++++ Provided information ++++

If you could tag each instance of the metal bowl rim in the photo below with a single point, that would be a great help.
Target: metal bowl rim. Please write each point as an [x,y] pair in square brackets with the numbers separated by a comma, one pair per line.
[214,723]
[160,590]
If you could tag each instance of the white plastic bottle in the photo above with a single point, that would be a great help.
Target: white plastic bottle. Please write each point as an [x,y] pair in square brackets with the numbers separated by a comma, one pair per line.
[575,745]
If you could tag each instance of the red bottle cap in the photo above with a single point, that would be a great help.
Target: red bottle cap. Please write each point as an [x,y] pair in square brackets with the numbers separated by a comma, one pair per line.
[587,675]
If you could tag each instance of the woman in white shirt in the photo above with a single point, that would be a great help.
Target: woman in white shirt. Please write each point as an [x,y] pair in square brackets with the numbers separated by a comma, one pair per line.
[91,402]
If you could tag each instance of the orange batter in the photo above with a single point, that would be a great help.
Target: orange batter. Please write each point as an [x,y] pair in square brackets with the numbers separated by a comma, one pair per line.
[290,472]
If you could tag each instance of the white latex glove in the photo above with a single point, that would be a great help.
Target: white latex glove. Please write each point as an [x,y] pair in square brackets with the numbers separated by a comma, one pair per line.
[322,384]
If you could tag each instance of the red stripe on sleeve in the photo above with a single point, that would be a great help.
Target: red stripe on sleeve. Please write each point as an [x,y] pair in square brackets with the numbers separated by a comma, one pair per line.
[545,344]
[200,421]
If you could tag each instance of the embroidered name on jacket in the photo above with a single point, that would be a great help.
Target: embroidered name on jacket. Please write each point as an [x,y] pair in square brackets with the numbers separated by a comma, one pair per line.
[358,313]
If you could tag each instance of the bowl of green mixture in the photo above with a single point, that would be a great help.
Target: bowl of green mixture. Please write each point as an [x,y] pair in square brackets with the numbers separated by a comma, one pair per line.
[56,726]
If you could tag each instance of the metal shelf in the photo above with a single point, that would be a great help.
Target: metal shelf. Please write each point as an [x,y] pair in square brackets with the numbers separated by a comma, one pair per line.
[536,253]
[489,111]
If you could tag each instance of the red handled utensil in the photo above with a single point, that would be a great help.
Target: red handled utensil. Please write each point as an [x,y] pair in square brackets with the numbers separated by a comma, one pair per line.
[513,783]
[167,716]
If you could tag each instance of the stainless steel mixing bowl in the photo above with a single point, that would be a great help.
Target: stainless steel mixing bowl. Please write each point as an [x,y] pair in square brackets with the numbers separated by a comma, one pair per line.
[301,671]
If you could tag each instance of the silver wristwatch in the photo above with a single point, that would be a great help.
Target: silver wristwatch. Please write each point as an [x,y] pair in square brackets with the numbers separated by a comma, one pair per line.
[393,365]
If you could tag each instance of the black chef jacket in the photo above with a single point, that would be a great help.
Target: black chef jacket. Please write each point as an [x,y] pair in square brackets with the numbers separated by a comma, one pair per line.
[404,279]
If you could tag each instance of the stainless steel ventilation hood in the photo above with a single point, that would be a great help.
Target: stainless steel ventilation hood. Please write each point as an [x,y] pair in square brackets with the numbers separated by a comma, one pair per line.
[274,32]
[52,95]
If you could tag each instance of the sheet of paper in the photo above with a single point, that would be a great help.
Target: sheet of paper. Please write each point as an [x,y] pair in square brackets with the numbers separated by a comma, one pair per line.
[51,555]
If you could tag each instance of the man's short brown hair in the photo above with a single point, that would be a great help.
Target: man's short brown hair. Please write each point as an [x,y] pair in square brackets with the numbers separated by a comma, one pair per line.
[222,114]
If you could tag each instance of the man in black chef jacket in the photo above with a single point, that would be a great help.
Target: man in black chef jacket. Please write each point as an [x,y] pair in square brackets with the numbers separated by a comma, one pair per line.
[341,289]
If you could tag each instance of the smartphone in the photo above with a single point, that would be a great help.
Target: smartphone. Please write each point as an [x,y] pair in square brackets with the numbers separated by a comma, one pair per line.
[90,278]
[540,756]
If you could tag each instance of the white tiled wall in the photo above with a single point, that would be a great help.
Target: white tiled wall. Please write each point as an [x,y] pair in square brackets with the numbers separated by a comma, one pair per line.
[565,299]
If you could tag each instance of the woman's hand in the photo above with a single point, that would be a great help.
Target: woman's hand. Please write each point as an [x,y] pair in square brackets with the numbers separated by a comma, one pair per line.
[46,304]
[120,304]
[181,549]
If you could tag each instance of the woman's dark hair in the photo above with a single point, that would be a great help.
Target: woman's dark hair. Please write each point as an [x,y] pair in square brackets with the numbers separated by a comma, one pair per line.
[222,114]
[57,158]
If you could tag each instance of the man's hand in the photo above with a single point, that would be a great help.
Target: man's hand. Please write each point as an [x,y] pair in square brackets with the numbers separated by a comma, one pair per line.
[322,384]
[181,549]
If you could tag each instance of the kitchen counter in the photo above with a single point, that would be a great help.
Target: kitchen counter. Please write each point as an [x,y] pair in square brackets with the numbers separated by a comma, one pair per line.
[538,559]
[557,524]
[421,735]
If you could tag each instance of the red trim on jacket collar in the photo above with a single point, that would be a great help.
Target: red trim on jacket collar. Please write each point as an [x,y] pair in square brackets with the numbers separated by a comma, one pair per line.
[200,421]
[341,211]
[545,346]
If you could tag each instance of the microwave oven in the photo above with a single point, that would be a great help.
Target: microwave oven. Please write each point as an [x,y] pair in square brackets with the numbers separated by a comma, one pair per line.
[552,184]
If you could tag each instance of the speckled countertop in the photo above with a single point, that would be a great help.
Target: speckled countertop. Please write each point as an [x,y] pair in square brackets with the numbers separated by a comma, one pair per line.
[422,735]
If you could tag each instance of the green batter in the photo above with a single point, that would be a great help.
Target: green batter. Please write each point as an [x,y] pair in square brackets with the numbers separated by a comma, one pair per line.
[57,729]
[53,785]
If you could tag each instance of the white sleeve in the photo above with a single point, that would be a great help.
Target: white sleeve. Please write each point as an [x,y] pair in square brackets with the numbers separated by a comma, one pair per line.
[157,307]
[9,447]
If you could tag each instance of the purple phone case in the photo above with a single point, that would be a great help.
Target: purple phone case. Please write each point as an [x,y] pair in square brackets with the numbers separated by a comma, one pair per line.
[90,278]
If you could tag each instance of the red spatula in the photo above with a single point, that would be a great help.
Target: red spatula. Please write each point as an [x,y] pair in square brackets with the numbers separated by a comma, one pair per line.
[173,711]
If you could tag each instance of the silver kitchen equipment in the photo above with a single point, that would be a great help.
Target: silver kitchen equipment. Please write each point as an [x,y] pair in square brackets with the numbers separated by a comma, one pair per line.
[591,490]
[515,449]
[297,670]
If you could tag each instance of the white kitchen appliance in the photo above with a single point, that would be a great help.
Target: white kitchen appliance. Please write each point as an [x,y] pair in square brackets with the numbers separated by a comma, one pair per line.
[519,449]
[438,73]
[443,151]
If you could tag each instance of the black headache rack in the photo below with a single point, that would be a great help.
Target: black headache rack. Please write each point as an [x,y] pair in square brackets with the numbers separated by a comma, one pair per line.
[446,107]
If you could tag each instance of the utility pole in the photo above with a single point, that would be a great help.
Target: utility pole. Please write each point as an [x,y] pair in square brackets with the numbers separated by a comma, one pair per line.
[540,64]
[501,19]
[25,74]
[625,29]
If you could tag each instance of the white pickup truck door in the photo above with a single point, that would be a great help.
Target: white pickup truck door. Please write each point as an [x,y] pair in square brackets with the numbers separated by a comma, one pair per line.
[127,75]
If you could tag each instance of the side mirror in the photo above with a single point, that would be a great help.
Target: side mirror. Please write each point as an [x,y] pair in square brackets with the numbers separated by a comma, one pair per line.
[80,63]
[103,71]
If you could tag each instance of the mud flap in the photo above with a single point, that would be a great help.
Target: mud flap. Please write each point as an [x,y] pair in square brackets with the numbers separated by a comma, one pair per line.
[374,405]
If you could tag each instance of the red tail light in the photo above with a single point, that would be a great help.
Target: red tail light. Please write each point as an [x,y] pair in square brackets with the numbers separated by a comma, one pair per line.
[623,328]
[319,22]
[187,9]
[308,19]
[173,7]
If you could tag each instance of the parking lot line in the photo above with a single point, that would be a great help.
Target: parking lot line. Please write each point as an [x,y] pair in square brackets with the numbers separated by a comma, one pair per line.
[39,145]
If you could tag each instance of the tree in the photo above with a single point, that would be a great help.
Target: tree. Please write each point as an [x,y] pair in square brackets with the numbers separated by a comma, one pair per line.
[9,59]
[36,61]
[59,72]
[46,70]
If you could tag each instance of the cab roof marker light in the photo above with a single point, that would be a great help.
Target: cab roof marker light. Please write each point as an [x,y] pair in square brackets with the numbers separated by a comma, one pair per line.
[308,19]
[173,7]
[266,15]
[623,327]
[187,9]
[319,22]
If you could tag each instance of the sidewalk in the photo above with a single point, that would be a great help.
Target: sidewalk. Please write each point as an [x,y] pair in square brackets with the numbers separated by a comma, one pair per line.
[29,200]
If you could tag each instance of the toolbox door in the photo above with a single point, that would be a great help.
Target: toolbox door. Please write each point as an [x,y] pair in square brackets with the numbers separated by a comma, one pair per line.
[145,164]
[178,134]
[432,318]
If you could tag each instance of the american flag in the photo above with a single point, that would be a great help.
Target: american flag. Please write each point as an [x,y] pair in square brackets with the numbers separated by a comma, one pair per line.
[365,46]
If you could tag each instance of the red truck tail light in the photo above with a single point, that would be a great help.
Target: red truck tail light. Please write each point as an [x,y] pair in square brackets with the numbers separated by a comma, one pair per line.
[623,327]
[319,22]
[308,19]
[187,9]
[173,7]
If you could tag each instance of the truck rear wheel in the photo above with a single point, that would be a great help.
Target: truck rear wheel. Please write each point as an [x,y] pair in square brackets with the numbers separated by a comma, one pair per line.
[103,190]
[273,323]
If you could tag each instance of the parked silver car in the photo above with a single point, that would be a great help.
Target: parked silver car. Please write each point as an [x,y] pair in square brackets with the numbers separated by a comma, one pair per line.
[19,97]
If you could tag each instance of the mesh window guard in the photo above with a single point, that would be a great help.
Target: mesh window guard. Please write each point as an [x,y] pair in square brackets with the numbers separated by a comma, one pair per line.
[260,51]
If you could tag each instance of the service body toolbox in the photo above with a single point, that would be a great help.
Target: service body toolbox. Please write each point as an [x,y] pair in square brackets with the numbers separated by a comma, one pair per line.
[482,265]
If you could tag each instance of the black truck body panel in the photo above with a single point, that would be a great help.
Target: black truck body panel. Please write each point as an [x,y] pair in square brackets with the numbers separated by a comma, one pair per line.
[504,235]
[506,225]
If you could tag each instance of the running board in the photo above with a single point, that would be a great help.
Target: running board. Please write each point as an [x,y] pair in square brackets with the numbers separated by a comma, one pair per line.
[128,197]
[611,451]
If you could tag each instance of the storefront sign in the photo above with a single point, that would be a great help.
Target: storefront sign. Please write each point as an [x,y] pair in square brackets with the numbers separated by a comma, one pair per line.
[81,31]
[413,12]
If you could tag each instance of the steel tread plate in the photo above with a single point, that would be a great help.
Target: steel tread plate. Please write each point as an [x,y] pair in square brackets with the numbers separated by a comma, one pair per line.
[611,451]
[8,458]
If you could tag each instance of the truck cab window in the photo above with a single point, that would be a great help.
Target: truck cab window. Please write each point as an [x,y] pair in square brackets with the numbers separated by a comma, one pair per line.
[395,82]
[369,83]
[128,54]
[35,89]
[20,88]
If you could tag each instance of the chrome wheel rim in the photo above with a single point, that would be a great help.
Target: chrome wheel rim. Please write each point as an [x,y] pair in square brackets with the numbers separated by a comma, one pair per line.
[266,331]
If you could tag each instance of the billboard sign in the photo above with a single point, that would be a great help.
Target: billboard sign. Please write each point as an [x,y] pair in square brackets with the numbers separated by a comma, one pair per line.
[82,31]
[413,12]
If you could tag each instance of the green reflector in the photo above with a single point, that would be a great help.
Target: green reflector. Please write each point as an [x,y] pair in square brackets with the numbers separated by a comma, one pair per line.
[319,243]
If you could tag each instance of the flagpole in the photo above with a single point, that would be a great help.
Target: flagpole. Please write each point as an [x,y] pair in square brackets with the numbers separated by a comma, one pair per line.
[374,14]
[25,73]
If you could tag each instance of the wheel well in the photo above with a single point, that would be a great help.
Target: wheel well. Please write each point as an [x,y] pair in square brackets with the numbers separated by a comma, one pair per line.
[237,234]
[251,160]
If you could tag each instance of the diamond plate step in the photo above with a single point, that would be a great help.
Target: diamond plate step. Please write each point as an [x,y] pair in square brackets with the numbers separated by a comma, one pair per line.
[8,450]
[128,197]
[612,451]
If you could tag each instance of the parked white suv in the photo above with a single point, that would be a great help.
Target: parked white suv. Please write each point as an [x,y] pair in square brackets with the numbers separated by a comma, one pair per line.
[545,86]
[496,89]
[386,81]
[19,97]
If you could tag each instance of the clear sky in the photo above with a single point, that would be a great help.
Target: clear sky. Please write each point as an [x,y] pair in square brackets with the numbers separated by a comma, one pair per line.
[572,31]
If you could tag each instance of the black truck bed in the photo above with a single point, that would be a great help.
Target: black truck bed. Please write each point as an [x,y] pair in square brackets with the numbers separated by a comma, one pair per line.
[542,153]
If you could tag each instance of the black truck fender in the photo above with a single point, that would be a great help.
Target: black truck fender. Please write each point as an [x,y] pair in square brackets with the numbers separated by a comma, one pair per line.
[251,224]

++++

# What is expected:
Above this instruction are the records; retype exactly the lines from the one containing "If you could tag each instance of the man's hand" up to and including the one containing "If you could tag each instance of the red trim".

# Written response:
If you could tag each instance of the man's hand in the photo above with a single point, that would be a great help.
Target: man's hand. Please write each point as an [x,y] pair in square brackets with the numbers separated by a comma, one pair per line.
[322,384]
[181,549]
If you could tag each instance of the kitchen counter in the photo above with a single point, that would be a great help.
Target: kitchen counter. Please write each point as an [x,y] pair in square brackets with the numbers separated by a comma, one pair per line.
[538,559]
[557,524]
[421,735]
If you could tag each instance of the red trim on jacket collar in the photo above with a single point, that would be a great help.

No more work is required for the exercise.